YOUR TASK:
Change "integer pairs" to "whole-number pairs" throughout the entries below, leaving every other word as it is. Omit the pictures from your copy.

Dataset excerpts on pointing at objects:
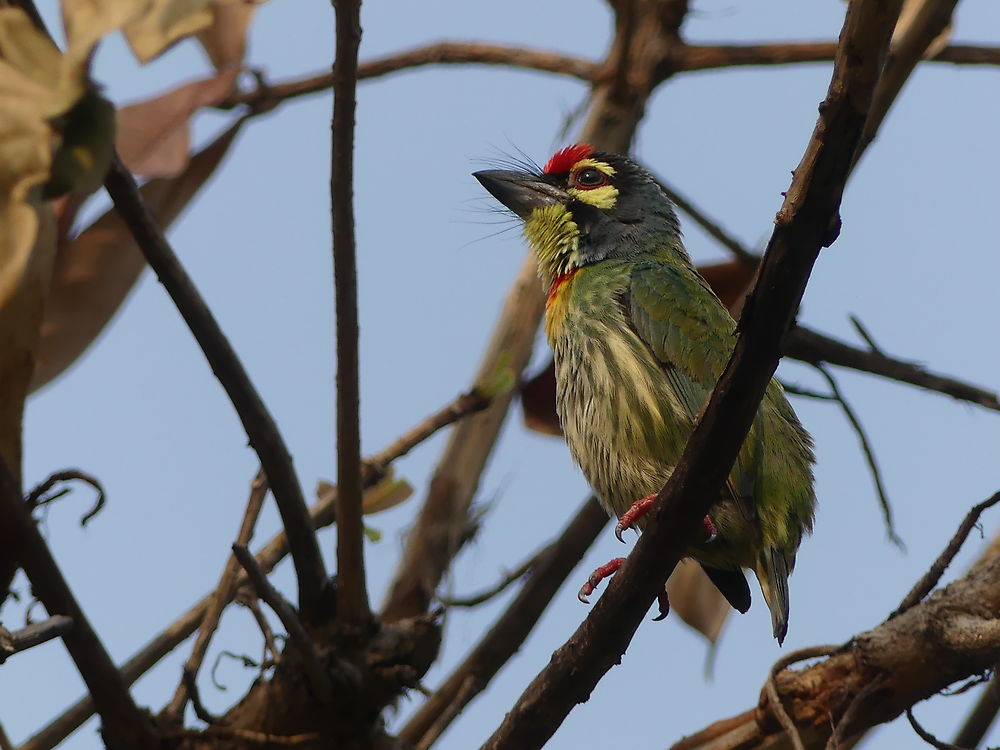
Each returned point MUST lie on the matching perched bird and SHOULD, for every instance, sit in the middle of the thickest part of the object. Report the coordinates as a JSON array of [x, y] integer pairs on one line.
[[640, 340]]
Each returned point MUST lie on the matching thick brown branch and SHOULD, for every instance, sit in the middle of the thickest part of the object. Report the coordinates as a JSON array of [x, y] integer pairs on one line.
[[33, 635], [352, 592], [123, 724], [257, 420], [318, 680], [504, 639], [806, 222], [953, 634], [321, 515], [224, 593], [814, 347]]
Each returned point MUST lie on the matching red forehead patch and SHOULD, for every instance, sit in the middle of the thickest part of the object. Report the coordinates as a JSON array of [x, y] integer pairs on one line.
[[562, 161]]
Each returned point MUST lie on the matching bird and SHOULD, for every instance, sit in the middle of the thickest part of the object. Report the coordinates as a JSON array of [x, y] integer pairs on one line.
[[639, 340]]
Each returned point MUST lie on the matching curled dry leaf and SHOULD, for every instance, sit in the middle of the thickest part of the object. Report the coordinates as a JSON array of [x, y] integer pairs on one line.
[[94, 272], [224, 40], [154, 136]]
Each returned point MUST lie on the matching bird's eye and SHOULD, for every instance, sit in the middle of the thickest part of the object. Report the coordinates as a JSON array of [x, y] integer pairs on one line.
[[589, 177]]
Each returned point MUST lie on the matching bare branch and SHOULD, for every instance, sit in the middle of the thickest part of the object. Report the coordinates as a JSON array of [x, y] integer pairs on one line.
[[321, 515], [32, 635], [474, 600], [814, 347], [439, 53], [254, 415], [708, 56], [352, 606], [807, 221], [930, 579], [124, 725], [866, 448], [35, 498], [224, 592], [318, 679], [504, 639]]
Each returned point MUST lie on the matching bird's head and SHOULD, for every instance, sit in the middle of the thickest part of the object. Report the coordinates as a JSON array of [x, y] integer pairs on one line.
[[586, 206]]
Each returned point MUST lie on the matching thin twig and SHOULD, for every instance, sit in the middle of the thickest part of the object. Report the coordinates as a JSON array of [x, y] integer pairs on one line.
[[260, 427], [318, 679], [926, 736], [123, 723], [463, 405], [711, 227], [813, 347], [806, 222], [224, 593], [771, 688], [321, 516], [189, 680], [32, 635], [866, 448], [474, 600], [34, 498], [352, 605], [930, 579], [982, 715], [440, 53], [509, 632]]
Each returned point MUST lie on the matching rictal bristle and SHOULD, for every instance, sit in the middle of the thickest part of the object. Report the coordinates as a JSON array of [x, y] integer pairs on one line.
[[563, 160]]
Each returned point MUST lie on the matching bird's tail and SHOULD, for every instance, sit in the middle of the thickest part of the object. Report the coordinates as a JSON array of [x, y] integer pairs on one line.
[[772, 570]]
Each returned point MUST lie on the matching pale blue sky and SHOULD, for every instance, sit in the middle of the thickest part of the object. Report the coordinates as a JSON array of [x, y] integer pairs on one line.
[[916, 261]]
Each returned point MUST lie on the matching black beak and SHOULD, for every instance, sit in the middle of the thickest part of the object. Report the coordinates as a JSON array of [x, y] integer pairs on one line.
[[519, 191]]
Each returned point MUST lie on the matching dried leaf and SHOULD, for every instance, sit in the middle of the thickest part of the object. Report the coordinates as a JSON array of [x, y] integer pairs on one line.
[[94, 272], [154, 136], [225, 39], [696, 600], [165, 22], [730, 281]]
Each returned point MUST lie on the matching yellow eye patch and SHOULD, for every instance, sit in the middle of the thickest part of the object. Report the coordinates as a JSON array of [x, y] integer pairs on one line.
[[603, 197]]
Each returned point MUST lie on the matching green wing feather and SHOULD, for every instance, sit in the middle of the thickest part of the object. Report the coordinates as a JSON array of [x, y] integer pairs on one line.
[[689, 331]]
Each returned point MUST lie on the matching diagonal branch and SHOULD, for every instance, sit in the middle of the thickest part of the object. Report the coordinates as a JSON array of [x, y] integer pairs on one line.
[[806, 222], [352, 595], [505, 638], [123, 724], [224, 593], [321, 515], [254, 415]]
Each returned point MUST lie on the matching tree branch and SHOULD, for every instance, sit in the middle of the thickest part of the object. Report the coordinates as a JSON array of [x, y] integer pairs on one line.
[[224, 593], [352, 605], [32, 635], [260, 427], [815, 348], [321, 515], [507, 635], [318, 680], [953, 634], [806, 222], [123, 724]]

CORRECT ANSWER:
Each returned point MUST lie on the matching perched bird and SHOULD, for every instance, sit in the middle of the thickest part of the object. Report the coordinates as a JSON array of [x, y] whole-number pairs on one line.
[[640, 340]]
Each returned point MUST lie on the matching thick brown branch and SHOULD, for every instance, sit in the middle of the thickest part of the object. Report the coordinates as a JSON array of [x, y] whole-number pairs on one line.
[[33, 635], [352, 592], [123, 724], [257, 420], [318, 680], [504, 639], [806, 222], [953, 634], [321, 515], [224, 593], [814, 347]]
Each returned point MUST lie on the matching red forehead patch and SHOULD, for every instance, sit in the middle of the thickest part of the object. Report the coordinates as a JSON array of [x, y] whole-number pairs on one line.
[[562, 161]]
Each returned point MUST lie on the matching bird and SHOULD, for every instance, sit in the middle of the thickest part of the object. Report the coordinates as a JSON array of [x, y] whole-number pairs on one line.
[[639, 340]]
Each returned point MUST lie on the matching curled dry leaf and SHOULD, for every instance, sit in the middle of the thickest part of the object. Report the coordinates as a JSON array of [x, y] whole-number pairs on one line.
[[94, 272], [224, 40], [154, 136]]
Each returned point MUST lie on the matching bird's eye and SHOULD, for every instance, sit in the middle of the thickest part of the object. Report the coordinates as a JSON array of [x, y] whole-number pairs on one line.
[[589, 177]]
Each returned point MUST lie on the matching bare branch and SHOULD, for every instance, sit in the middle of the thickest part of the object. Report the coordinates as a JSON array of [x, y] whole-number pairs on one line.
[[321, 515], [32, 635], [474, 600], [814, 347], [439, 53], [254, 415], [708, 56], [352, 606], [807, 221], [930, 579], [124, 725], [866, 448], [35, 498], [224, 592], [318, 679], [504, 639]]
Each returned point MUST lie on the matching bird's head and SHOULD, for every instance, sit in the middle of the thickest part of the object. Report the coordinates as a JSON array of [x, y] whole-number pairs on one line.
[[586, 206]]
Each returned point MUST lie on the matching thin twig and SHOULD, for every instance, sit in the middle of the thickest part of the object. Report the coordinates as a JSON array of [x, y] whole-number pairs on one line.
[[260, 427], [318, 679], [926, 736], [123, 723], [463, 405], [711, 227], [813, 347], [806, 222], [224, 593], [771, 688], [321, 516], [189, 680], [32, 635], [866, 448], [474, 600], [34, 498], [352, 605], [930, 579], [982, 715], [440, 53], [509, 632]]
Each returned point MUST lie on the matching rictal bristle and SHOULD, for every instance, sit in the middle of the thickest part of the object. Report the coordinates as a JSON array of [x, y] whole-number pairs on one line.
[[563, 160]]
Each returned point MUST lie on the matching bird's tail and SHOULD, for every instance, sit in the middle of the thickest part of the object. Report the coordinates as a JSON array of [x, y] whole-number pairs on one line.
[[772, 570]]
Each returned point MUST lie on the matching pale blue sky and SHOULD, for every instance, sit in the middle of the thickest part of the object. Report the coordinates as a JSON array of [x, y] whole-number pairs on one line.
[[916, 261]]
Each returned point MUST lie on the matching black beak and SHOULD, for every instance, sit in the middle of the thickest part of the object. Report the coordinates as a JSON array of [x, y] whole-number pairs on one line.
[[519, 191]]
Each returned point MUST lie on the matching dried leaf and SHOULD, for every instance, sit in the middle of the thickest part of the object. Report the coordinates as a JSON array of [x, y] whole-number pairs on one line.
[[94, 272], [154, 136], [225, 39], [696, 600], [165, 22], [730, 281]]
Each returned point MUST lie on the matching yellow eye patch and SHOULD, for every instance, sit in the middle of the thickest part of the object. Report the coordinates as a JSON array of [x, y] whole-number pairs on one line.
[[603, 197]]
Each returned point MUST lie on the matching green wing feather and SHOULD, for every instance, sit in the middle of the thickest part of the object. Report the coordinates as a JSON array of [x, y] whole-number pairs on one line.
[[689, 331]]
Each returned point MUST lie on the matching diagonal branch and SHOULD, for every instance, sit in the middle of the thickest part of the object. Report the coordinates as a JSON array of [x, y] whole-number pairs on one line.
[[806, 222], [352, 595], [505, 638], [123, 724], [224, 593], [321, 515], [254, 415]]
Each returned point MUST lie on the matching tree branch and SHOULD, for every instance, sit in the middle of the thickest part of the object. Report the coordinates as a JSON array of [x, y] whole-number pairs on one line.
[[224, 593], [352, 605], [32, 635], [260, 427], [815, 348], [321, 515], [507, 635], [318, 680], [953, 634], [806, 222], [123, 724]]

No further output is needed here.